▸ **WHAT THE EXERCISE ASKS**
Repeat the records below exactly as they appear, leaving out any pictures.
--- DATASET RECORDS ---
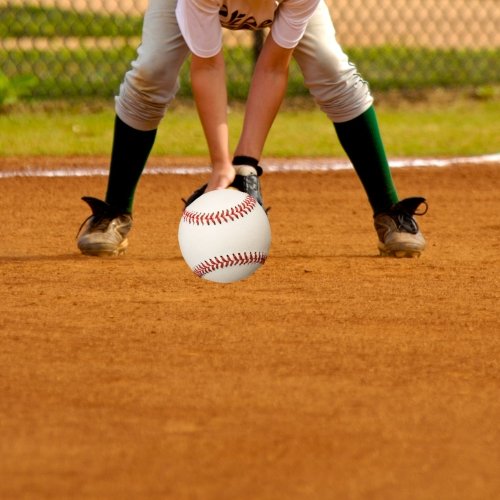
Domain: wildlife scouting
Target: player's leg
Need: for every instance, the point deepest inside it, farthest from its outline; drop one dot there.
(147, 90)
(346, 99)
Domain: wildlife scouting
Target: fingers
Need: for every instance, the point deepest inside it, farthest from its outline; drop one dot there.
(221, 180)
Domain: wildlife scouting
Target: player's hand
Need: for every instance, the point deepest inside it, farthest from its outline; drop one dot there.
(221, 178)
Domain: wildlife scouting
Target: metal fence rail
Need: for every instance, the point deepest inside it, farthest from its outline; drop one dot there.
(65, 48)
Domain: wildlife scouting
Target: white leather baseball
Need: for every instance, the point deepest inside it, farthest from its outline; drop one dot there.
(224, 236)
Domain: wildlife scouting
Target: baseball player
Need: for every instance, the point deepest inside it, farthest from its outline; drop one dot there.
(303, 29)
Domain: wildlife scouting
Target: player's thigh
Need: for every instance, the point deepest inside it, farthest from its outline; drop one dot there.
(161, 53)
(319, 55)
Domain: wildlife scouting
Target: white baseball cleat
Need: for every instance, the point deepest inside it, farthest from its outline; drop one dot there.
(104, 233)
(398, 233)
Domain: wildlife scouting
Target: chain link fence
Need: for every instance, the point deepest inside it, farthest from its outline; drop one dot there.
(81, 48)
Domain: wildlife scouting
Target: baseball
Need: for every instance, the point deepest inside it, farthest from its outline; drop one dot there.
(224, 236)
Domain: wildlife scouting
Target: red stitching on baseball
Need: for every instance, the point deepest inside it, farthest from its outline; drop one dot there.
(235, 259)
(221, 216)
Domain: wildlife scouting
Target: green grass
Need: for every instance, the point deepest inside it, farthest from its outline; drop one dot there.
(461, 126)
(97, 72)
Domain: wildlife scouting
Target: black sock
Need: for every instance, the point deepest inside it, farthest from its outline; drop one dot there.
(130, 152)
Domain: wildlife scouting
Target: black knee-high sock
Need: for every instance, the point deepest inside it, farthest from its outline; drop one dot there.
(130, 152)
(363, 144)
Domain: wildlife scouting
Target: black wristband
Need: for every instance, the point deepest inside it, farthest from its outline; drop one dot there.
(245, 160)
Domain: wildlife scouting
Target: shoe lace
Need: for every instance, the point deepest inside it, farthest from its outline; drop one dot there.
(100, 217)
(404, 211)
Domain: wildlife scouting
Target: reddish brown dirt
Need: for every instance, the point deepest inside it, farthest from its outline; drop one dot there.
(331, 373)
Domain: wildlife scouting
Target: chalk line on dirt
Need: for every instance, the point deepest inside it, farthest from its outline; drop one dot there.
(298, 165)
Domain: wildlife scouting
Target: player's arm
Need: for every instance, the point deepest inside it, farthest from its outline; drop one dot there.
(266, 94)
(209, 88)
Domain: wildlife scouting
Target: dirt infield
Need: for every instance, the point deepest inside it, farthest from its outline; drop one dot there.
(331, 373)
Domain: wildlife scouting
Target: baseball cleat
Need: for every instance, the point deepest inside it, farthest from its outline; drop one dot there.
(104, 233)
(398, 233)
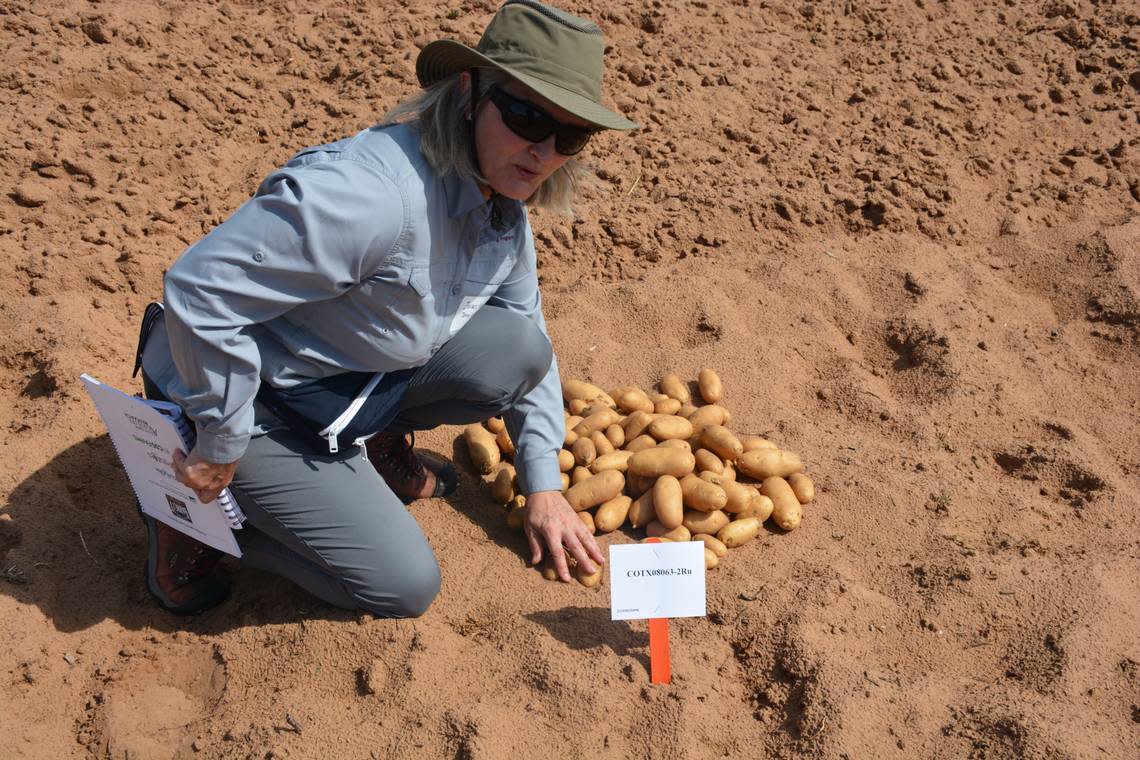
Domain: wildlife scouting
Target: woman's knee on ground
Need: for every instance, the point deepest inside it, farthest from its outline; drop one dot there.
(406, 594)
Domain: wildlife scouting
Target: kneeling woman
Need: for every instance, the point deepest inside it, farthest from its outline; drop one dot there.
(405, 250)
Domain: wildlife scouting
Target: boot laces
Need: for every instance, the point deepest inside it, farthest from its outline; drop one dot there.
(398, 454)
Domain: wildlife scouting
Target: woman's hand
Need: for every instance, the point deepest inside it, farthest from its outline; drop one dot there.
(208, 479)
(552, 524)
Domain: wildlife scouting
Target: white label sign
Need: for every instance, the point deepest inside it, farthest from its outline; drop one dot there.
(657, 580)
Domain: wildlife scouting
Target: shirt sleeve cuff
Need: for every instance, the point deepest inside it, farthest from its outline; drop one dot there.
(220, 449)
(539, 474)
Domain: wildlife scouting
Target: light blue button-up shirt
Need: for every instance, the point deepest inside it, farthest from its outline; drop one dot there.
(355, 255)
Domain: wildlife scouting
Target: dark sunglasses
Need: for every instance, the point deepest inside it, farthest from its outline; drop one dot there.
(534, 124)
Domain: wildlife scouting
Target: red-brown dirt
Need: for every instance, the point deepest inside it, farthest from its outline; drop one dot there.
(908, 236)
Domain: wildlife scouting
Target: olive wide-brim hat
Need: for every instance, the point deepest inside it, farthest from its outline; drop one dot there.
(556, 55)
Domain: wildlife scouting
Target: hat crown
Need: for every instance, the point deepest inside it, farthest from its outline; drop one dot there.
(547, 45)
---
▸ **EXERCISE OUTPUT**
Domain: wildlife scouting
Target: player's leg
Need: for every instance, the point deepest inside it, farthest from its outline; drop one dot there.
(147, 90)
(346, 99)
Domain: wildlife scouting
Target: fingers
Need: for every instance, the point deepest inside it, farthest from its outline; drop one dot there.
(221, 180)
Domain: wildlife scouting
Target: player's hand
Need: for every instance, the point deepest inside it, farthest from its outline; drop one dot there.
(221, 178)
Domain: wildlife scouting
Target: metal fence rail
Need: for every instance, the point deepest inside it, farthest from its outline; drop one dot there.
(65, 48)
Domain: wildlife scouting
Target: white leather baseball
Need: for every instance, the point deepest inside it, farthest from its outline; drop one dot there.
(224, 236)
Domain: wildlife scouting
Target: baseball player
Need: for every instance, the point deepest inside it, farthest from its outline; drop one dot there.
(303, 29)
Domain: wildlife scouting
Target: player's thigh
Need: for every instance, the point deepest inside it, farthest from its outline; drop one dot there.
(161, 53)
(319, 55)
Domain: wildlife scouting
Target: white baseball cleat
Need: for every instance, the point deepest inside it, farthest from its outline; drop one dot there.
(104, 233)
(398, 233)
Domain: wildlife scouting
Target: chain link fence
Need: for every instance, the point deepest inside it, farthest from its outline; drop one dot there.
(81, 48)
Domain: wildlife scouting
Target: baseball
Need: for every instance, the point deepest inside it, farthest from its outline; drop one dot there.
(224, 236)
Domain: wildlife scouting
Target: red stitching on baseball
Need: for every instance, the point deepest inside it, farthest from its outline; drop one dot there.
(235, 259)
(221, 216)
Domain: wildlife scouting
Target: green grass
Need: for every instance, the point deepest inside it, farthest from its outline; drop one dot there.
(461, 126)
(97, 72)
Domain: wildlife scouting
Target: black sock
Need: for every instance, the point deepest inside it, farthest from its outline; drop one dot there.
(130, 152)
Domain: wildlife scouting
Target: black knee-high sock
Need: for every instance, the point deepest inside it, farthest from its outline; drop one dot there.
(130, 152)
(363, 144)
Domain: wildlife scouting
Target: black wristband
Need: for every instance, the point deepest inside it, farthest from its outline; drop one dot there.
(245, 160)
Domain: wildlife scouting
Target: shoe lace
Need: for every instance, the point deepest inside it, farthest from its outline; drop one dot there.
(100, 217)
(404, 211)
Domain: wildlife scouting
Target: reddish brown dirt
Need: for every instance, the point deepest inside it, farthest from its outline; drop one dot there.
(331, 373)
Domain: wildlife scouting
Target: chalk line on dirt
Need: for every instance, the point deepest inside it, farthest from its outline; drop one dot there.
(298, 165)
Domain: wildlife scouting
Target: player's arm
Need: for every instance, the point deepest inside it, farthest from its outline; drop one dot there.
(266, 94)
(209, 88)
Domain: wildlife scouting
Target: dirt infield
Need: for every instance, the point deepest inside it, farthest from its outline; drop one dot there.
(331, 373)
Domain: wildlife scouting
Target: baseball cleat
Need: for every instance, the point deepest inside it, farthest from its outline; drop one dot there.
(104, 233)
(398, 233)
Domain: wildlife scouting
Target: woman's knee on ground
Need: for every instance, the point deepest inside it, farthest from its outline; drop one dot there.
(406, 594)
Domain: wildlife scouting
Target: kneeling woman
Need: for every instance, the point deepest inside it, farthest from its outline; drop one dot there.
(405, 250)
Domain: wildlife scouting
Target: boot laces
Need: for every instance, the point deepest inside it, farthest from its outline; drop one dot there.
(398, 454)
Domain: wildlife scouting
Target: woman's hand
Need: for every instance, the point deepest inside it, farthest from its outline; drop one dot there.
(208, 479)
(552, 524)
Domain: wildlife scouting
Target: white label sign
Need: for every instance, the point deepest inside it, farthest from its outline; drop one dot there.
(657, 580)
Domain: wildlife scouting
Target: shirt sleeve cuff
Need: for every instance, the point deepest inside it, farthest from its outline; drop one dot there.
(220, 449)
(539, 474)
Domain: wildlife scouting
Target: light blue button-up shirt
Need: for every instance, the point deepest inside it, farthest from its outline; drop one dot there.
(355, 255)
Domain: wildlife scouting
Target: dark sunglasses
Need: for every instance, the point deepest inside it, farthest from its outline; drop one dot there.
(534, 124)
Domain: wildlife scouting
Target: red-brown dirt
Need: for every instance, the point deepest inside it, farthest from its outline; drop one dot there.
(908, 236)
Domain: wildlife scouting
Target: olive wide-brim hat
Need: for every instance, the point deepest inside it, farthest from its outline; drop one dot there.
(556, 55)
Domain: wildlife scouting
Target: hat crown
Need: for every instance, the point deepest inside it, farthest from its outline; drop one dot there.
(547, 45)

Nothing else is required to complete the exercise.